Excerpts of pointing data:

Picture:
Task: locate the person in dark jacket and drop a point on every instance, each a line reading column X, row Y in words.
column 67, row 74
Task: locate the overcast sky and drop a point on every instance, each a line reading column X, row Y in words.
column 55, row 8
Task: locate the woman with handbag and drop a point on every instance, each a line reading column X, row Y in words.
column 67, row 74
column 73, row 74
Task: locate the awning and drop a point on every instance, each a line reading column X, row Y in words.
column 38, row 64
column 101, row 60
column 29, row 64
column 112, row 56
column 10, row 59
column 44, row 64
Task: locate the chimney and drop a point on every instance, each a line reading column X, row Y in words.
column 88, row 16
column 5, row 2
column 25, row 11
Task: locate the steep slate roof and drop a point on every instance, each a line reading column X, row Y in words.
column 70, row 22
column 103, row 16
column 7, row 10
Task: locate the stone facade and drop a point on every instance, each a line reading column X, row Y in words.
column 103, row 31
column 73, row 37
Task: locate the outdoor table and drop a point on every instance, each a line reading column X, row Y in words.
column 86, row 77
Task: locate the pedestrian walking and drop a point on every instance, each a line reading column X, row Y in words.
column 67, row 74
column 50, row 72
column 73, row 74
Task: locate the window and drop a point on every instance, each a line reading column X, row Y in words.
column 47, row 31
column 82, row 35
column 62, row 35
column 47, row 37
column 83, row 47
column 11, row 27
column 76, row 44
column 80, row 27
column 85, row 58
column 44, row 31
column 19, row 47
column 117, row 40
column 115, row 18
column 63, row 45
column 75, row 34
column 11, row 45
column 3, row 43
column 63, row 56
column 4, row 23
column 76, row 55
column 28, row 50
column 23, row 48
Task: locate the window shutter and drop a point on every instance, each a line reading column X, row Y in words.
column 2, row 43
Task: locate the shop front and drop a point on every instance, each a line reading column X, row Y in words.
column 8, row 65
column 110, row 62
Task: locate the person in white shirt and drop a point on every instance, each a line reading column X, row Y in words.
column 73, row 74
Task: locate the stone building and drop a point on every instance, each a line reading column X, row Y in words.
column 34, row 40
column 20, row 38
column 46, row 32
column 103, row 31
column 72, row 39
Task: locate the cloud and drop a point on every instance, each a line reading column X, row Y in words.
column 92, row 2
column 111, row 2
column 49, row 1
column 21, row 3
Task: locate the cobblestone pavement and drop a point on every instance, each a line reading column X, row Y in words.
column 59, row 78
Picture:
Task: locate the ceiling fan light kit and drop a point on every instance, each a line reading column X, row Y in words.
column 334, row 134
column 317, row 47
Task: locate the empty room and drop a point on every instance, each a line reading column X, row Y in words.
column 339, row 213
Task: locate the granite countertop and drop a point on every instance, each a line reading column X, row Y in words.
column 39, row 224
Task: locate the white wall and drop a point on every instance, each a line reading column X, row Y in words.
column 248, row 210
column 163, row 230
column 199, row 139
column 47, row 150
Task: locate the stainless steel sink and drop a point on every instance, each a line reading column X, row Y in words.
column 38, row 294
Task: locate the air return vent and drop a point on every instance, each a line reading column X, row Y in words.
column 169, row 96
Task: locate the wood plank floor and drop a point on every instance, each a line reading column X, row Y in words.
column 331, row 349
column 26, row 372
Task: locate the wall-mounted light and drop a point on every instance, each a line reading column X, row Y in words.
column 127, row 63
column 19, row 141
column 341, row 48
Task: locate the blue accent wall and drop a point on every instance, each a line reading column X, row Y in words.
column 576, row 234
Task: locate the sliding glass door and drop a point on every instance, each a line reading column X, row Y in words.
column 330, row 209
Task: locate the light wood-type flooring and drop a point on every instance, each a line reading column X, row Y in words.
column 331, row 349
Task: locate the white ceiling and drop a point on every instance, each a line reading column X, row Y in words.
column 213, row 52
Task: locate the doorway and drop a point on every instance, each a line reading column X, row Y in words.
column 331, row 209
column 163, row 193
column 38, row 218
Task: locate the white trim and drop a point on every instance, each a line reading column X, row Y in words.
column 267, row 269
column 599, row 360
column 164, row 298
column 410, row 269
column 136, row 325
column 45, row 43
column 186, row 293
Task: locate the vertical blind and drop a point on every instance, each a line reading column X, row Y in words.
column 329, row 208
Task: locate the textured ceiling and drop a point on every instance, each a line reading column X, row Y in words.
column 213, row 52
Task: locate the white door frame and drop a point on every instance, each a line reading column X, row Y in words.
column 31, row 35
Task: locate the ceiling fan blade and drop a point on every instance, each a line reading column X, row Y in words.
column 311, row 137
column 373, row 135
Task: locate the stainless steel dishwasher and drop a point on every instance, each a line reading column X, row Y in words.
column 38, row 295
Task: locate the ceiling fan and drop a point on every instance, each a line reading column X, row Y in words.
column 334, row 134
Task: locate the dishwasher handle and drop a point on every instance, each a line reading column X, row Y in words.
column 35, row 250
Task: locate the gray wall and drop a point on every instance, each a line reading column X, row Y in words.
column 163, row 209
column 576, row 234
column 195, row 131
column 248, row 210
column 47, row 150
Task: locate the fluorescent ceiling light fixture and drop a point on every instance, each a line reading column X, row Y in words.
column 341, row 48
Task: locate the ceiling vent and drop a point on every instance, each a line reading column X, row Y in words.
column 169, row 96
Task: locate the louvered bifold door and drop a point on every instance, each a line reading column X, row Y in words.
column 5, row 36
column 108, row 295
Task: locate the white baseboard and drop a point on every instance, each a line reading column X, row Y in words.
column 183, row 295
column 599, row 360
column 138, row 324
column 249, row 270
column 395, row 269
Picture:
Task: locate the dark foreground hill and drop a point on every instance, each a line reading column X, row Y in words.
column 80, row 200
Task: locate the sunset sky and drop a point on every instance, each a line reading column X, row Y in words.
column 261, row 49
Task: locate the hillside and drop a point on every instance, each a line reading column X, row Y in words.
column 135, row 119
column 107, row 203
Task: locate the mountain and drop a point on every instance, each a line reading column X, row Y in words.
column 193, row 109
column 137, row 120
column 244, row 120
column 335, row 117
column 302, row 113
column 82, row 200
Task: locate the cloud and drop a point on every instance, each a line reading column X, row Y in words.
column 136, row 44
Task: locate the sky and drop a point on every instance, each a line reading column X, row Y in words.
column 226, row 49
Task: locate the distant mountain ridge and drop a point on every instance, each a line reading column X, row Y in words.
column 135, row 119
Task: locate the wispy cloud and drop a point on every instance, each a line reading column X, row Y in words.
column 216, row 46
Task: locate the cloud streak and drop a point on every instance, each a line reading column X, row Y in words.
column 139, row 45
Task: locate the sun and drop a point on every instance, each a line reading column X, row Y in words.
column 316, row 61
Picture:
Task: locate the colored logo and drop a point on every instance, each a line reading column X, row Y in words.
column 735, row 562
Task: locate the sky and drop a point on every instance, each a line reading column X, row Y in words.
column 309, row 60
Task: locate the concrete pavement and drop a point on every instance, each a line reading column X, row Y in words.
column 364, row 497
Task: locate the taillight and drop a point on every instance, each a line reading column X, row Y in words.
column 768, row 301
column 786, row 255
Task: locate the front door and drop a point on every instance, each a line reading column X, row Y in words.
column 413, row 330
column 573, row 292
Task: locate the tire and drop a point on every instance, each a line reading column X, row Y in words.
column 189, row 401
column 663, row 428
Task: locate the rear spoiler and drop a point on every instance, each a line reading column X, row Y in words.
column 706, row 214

Exercise description: Switch "ceiling vent" to "air vent" in the entries, starting with the line that contains "Task: locate the fluorescent" and going on through the line that contains "column 82, row 200". Write out only those lines again, with nothing else changed.

Full answer:
Task: locate the fluorescent ceiling light fixture and drop a point on every instance, each a line reading column X, row Y in words.
column 341, row 48
Task: locate the air vent and drop a point on every instance, each a line reading column X, row Y in words.
column 169, row 96
Task: locate the louvered bifold door and drop a point on every instance, each a line reading column X, row Y in words.
column 5, row 36
column 108, row 295
Task: locate the white baseboard and drop a point on every instance, each a line reading column X, row Y in words.
column 183, row 295
column 599, row 360
column 138, row 324
column 249, row 270
column 395, row 269
Picture:
Task: locate the dark foreground hill and drop a point on every instance, each a line reading column X, row Y in words.
column 80, row 200
Task: locate the sunset sky and drop a point on every instance, each a line reading column X, row Y in words.
column 261, row 49
Task: locate the hillside and drop a point on every instance, each a line reading column X, row Y in words.
column 135, row 119
column 107, row 203
Task: locate the mountain and drop a point on every instance, each a line reading column X, row Y in words.
column 193, row 109
column 137, row 120
column 244, row 120
column 335, row 117
column 302, row 113
column 82, row 200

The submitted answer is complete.